§ **ESTRATTO DEL DOCUMENTO**
Essa denuncia decine di casi di violenza ai preti, di occupazione di chiese, di abusi amministrativi subiti chiedendone conto alla Chiesa autocefala che, a sua volta, ricorda comportamenti analoghi a proprio danno negli anni precedenti la guerra.
Mosca e i greco-cattolici
Nella complessa trama delle reciproche influenze hanno voce sia il patriarcato di Mosca che la Chiesa greco-cattolica in Ucraina. Cirillo prosegue nel sostegno acritico alle scelte di Putin e alla guerra fratricida in atto. Non solo, ha inviato una delegazione all’evento dell’annessione del Donbass, ma, assieme al sinodo, ha definitivamente aggregato a sé le diocesi della Crimea e, anche se in maniera meno vincolante, quelle delle zone occupate.
Ha chiesto a tutte le diocesi russe una straordinaria raccolta di fondi (dal 15 al 30 ottobre) a favore delle popolazioni là residenti e di quanti sono stati portati in Russia, ha invitato a una fervente preghiera per la salute del capo dello stato fornendo due intenzioni per tutte le celebrazioni a livello nazionale, ha organizzato presìdi di assistenza spirituale presso tutti gli uffici militari di registrazione e arruolamento per la mobilitazione chiesta dal potere politico.

§ **DA FARE**
Prosegui il brano su Mosca, i greco-cattolici e la guerra in Ucraina, partendo dopo la sua ultima frase.

Righe per indicare oggetti con il loro nome:

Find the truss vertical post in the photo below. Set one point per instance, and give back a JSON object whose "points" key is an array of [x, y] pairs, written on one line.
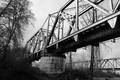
{"points": [[48, 25], [70, 60], [77, 14], [93, 47]]}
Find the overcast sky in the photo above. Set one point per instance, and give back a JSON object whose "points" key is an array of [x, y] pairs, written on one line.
{"points": [[41, 9]]}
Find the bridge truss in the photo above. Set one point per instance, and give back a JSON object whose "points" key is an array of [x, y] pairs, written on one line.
{"points": [[77, 24]]}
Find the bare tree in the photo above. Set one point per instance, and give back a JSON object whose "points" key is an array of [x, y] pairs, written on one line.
{"points": [[14, 18]]}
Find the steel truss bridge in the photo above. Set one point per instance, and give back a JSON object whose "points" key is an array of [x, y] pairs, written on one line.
{"points": [[111, 64], [77, 24]]}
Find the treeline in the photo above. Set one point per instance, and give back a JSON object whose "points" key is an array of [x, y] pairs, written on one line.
{"points": [[15, 16]]}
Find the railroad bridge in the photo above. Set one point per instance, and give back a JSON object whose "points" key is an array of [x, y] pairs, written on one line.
{"points": [[77, 24]]}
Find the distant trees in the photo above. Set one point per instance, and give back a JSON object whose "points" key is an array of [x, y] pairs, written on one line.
{"points": [[14, 17]]}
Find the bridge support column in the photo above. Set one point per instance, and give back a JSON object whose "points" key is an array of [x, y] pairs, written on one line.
{"points": [[95, 58], [52, 64]]}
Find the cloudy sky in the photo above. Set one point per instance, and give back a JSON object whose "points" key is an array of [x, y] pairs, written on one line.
{"points": [[41, 9]]}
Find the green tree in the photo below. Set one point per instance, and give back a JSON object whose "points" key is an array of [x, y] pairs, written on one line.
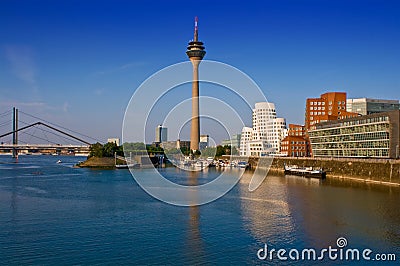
{"points": [[96, 150], [109, 149]]}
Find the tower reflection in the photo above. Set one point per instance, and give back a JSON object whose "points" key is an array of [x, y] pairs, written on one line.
{"points": [[194, 244]]}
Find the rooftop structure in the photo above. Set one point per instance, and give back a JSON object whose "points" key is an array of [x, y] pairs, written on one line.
{"points": [[367, 106]]}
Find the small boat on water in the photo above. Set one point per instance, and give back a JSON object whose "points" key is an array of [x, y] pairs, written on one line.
{"points": [[127, 166], [242, 164], [305, 171]]}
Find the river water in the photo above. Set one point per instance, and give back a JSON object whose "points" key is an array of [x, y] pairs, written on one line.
{"points": [[55, 214]]}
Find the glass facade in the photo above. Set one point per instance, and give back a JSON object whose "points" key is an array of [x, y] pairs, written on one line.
{"points": [[364, 137]]}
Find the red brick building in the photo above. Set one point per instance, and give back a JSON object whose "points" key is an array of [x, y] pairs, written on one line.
{"points": [[329, 106], [295, 146]]}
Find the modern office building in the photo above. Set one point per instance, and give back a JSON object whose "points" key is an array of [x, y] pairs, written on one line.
{"points": [[296, 144], [245, 138], [367, 106], [113, 140], [204, 142], [329, 106], [161, 134], [175, 144], [266, 134], [234, 141], [296, 130], [375, 135]]}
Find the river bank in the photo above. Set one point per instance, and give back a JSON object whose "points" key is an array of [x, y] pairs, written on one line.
{"points": [[365, 170], [100, 163]]}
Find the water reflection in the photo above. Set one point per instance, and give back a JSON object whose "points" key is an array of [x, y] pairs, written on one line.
{"points": [[194, 244], [304, 212], [265, 210]]}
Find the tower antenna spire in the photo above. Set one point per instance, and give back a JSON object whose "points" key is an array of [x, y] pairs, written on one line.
{"points": [[196, 31]]}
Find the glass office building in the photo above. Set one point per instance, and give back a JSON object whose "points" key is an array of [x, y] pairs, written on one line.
{"points": [[375, 135]]}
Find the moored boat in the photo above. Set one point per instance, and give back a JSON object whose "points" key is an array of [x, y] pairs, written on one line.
{"points": [[305, 171]]}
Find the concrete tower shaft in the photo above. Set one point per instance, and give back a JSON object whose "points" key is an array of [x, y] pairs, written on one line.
{"points": [[195, 51]]}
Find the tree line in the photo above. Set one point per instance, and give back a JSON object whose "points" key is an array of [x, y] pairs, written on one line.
{"points": [[109, 149]]}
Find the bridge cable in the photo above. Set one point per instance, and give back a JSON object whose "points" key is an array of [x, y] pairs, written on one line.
{"points": [[61, 126], [58, 135]]}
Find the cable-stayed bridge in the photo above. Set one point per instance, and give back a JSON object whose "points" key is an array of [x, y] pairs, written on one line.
{"points": [[23, 133]]}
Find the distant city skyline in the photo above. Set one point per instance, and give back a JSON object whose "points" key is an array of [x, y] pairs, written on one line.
{"points": [[77, 63]]}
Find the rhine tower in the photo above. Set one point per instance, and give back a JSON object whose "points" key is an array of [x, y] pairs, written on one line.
{"points": [[195, 52]]}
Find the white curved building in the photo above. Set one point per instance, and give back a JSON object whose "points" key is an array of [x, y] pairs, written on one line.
{"points": [[266, 134]]}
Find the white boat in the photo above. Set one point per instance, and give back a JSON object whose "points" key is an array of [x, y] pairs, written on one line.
{"points": [[127, 166], [242, 164]]}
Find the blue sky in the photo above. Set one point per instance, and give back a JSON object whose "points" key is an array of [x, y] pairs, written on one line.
{"points": [[77, 63]]}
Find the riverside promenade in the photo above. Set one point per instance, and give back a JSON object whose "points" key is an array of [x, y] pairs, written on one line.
{"points": [[384, 171]]}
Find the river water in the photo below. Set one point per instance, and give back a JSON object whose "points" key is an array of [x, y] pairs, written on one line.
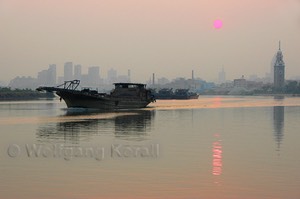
{"points": [[215, 147]]}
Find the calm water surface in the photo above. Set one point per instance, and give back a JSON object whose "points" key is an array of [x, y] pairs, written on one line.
{"points": [[212, 148]]}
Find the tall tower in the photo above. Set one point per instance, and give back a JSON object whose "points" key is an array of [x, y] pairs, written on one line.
{"points": [[68, 71], [279, 70]]}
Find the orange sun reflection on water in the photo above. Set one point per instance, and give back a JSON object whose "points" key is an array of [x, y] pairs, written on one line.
{"points": [[217, 156]]}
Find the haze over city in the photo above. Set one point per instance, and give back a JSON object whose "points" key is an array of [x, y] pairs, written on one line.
{"points": [[169, 38]]}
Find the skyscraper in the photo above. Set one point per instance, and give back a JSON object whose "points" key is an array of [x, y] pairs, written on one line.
{"points": [[68, 71], [52, 74], [279, 71], [222, 76], [77, 72], [94, 75]]}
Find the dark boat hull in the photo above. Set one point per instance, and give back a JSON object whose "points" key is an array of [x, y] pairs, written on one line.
{"points": [[77, 99]]}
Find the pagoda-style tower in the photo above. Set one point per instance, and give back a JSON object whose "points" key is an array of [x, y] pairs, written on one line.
{"points": [[279, 70]]}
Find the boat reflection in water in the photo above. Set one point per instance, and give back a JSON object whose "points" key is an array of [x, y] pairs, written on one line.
{"points": [[81, 126]]}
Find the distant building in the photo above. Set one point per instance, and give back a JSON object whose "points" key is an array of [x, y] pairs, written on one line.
{"points": [[241, 83], [77, 71], [47, 77], [222, 77], [52, 74], [23, 83], [279, 72], [162, 81], [94, 76], [111, 76], [68, 71]]}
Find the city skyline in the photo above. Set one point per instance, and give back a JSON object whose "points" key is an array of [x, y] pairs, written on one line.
{"points": [[167, 38]]}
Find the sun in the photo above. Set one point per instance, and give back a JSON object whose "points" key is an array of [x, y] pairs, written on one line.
{"points": [[218, 24]]}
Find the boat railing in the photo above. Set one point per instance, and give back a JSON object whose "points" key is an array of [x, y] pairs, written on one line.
{"points": [[70, 85]]}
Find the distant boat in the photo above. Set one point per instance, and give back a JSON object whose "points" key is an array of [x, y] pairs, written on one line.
{"points": [[123, 96], [168, 93]]}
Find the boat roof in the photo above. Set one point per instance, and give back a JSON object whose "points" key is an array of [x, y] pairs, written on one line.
{"points": [[136, 84]]}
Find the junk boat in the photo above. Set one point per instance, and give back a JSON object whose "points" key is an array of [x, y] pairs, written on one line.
{"points": [[123, 96], [168, 93]]}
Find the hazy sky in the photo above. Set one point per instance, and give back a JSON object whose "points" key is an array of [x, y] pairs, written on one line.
{"points": [[168, 37]]}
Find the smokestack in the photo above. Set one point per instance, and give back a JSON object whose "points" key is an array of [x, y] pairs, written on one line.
{"points": [[129, 76], [153, 78], [192, 74]]}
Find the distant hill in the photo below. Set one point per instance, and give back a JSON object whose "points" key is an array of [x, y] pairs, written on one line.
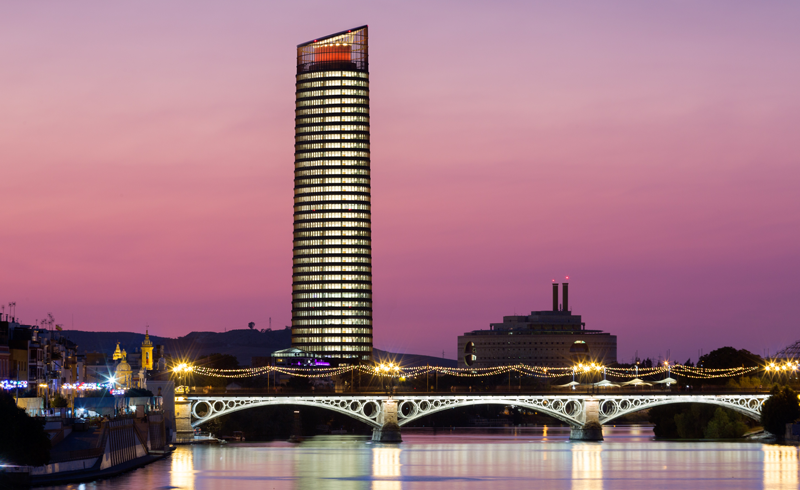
{"points": [[243, 343]]}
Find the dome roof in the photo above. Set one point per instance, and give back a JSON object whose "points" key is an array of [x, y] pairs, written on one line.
{"points": [[123, 367]]}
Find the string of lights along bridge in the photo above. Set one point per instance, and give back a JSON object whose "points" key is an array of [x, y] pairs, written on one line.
{"points": [[395, 371]]}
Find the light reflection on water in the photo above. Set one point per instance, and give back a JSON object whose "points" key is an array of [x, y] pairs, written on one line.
{"points": [[780, 468], [481, 460]]}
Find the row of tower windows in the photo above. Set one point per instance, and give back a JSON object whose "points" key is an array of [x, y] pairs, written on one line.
{"points": [[333, 197], [331, 74], [306, 313], [335, 188], [344, 348], [333, 295], [339, 164], [332, 91], [332, 224], [312, 155], [333, 83], [334, 205], [340, 144], [332, 171], [331, 251], [331, 268], [316, 340], [332, 321], [332, 110], [330, 180], [332, 277], [332, 101], [334, 215], [335, 136], [332, 127], [330, 304], [313, 243], [325, 119], [331, 285], [332, 330], [334, 260]]}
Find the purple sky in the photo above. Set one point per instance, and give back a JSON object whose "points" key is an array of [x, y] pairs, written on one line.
{"points": [[649, 150]]}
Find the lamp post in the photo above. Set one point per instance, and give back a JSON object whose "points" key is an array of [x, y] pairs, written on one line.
{"points": [[388, 369]]}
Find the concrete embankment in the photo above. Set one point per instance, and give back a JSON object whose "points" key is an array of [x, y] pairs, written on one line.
{"points": [[94, 453]]}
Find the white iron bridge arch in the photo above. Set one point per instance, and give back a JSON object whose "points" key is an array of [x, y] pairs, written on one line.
{"points": [[571, 409]]}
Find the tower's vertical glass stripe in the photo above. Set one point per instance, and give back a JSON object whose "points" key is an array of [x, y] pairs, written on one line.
{"points": [[332, 260]]}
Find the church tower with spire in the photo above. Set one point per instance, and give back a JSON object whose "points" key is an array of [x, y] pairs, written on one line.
{"points": [[147, 352]]}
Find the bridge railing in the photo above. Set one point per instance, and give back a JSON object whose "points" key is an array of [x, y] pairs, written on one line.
{"points": [[705, 390]]}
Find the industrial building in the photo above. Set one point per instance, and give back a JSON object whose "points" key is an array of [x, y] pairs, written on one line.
{"points": [[554, 338]]}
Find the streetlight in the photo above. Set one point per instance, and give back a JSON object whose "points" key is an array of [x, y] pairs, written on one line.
{"points": [[388, 369]]}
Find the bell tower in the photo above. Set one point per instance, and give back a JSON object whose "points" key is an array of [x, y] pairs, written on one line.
{"points": [[147, 352]]}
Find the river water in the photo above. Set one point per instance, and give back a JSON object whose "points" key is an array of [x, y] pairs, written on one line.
{"points": [[531, 458]]}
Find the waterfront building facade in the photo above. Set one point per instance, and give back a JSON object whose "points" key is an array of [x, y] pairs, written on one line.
{"points": [[554, 338], [332, 252]]}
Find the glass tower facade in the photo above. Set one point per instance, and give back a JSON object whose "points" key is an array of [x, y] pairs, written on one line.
{"points": [[332, 254]]}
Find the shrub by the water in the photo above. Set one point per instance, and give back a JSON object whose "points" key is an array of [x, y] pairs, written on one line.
{"points": [[23, 440], [781, 408]]}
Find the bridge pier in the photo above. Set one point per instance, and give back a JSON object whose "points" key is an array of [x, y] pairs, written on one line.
{"points": [[591, 430], [183, 419], [387, 418]]}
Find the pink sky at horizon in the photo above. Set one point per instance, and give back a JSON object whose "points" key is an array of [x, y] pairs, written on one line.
{"points": [[649, 151]]}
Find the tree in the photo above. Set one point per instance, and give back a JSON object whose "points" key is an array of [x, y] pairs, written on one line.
{"points": [[23, 440], [728, 357], [725, 425], [59, 401], [781, 408]]}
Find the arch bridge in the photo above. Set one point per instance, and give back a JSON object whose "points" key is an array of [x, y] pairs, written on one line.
{"points": [[388, 413]]}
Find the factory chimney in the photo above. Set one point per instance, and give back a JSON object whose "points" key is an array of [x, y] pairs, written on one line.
{"points": [[555, 296]]}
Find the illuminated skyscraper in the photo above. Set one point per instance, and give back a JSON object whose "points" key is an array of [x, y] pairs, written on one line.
{"points": [[332, 260]]}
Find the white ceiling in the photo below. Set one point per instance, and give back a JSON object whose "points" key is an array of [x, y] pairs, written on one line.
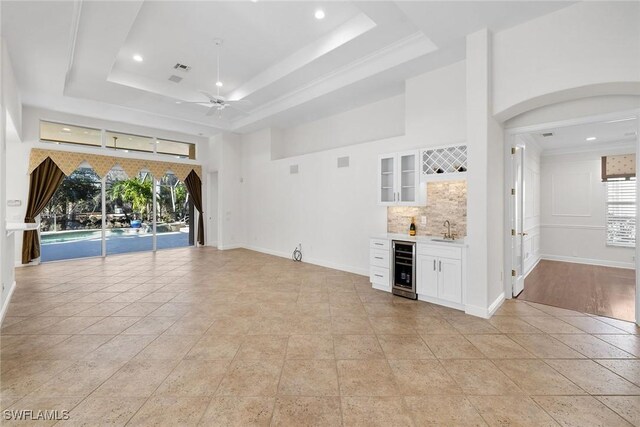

§ **SOLUZIONE**
Una inquietante identificazione da cui la Chiesa russa farà fatica a liberarsi in futuro.
La Chiesa greco-cattolica è quella che ha una memoria storica più pulita rispetto al passato sovietico, un’ampia rete internazionale (legata alla diaspora nel mondo), una buona organizzazione interna (con centri accademici di eccellenza) e un legame con Roma di grande importanza e non privo di autonomia.
Nel caso specifico dei referendum nel Donbass l’arcivescovo maggiore, Sviatoslav Shevchuk, ha detto: «Abbiamo assistito a un evento senza precedenti nella storia: un furto di stato spudorato», uno stato che si fa ladro annettendosi territori di uno stato indipendente. Un’operazione che si può qualificare, secondo un lemma acquisito recentemente dalla dottrina sociale della Chiesa, come «struttura di peccato», cioè come un male pervasivo che si allarga all’intera statualità russa.
L’inevitabile unità
Le brevi cronache sopra annotate testimoniano le distanze fra le Chiese che la guerra ha ulteriormente allargato. E tuttavia, lasciando decantare le tensioni immediate, si deve registrare la collocazione di tutte e tre le Chiese ortodosse del paese su una piattaforma ormai comune: nessun legame di subalternità con Chiese esterne, posizione condivisa sulla guerra, ritualità e teologia identiche, appartenenza nazionale esplicita.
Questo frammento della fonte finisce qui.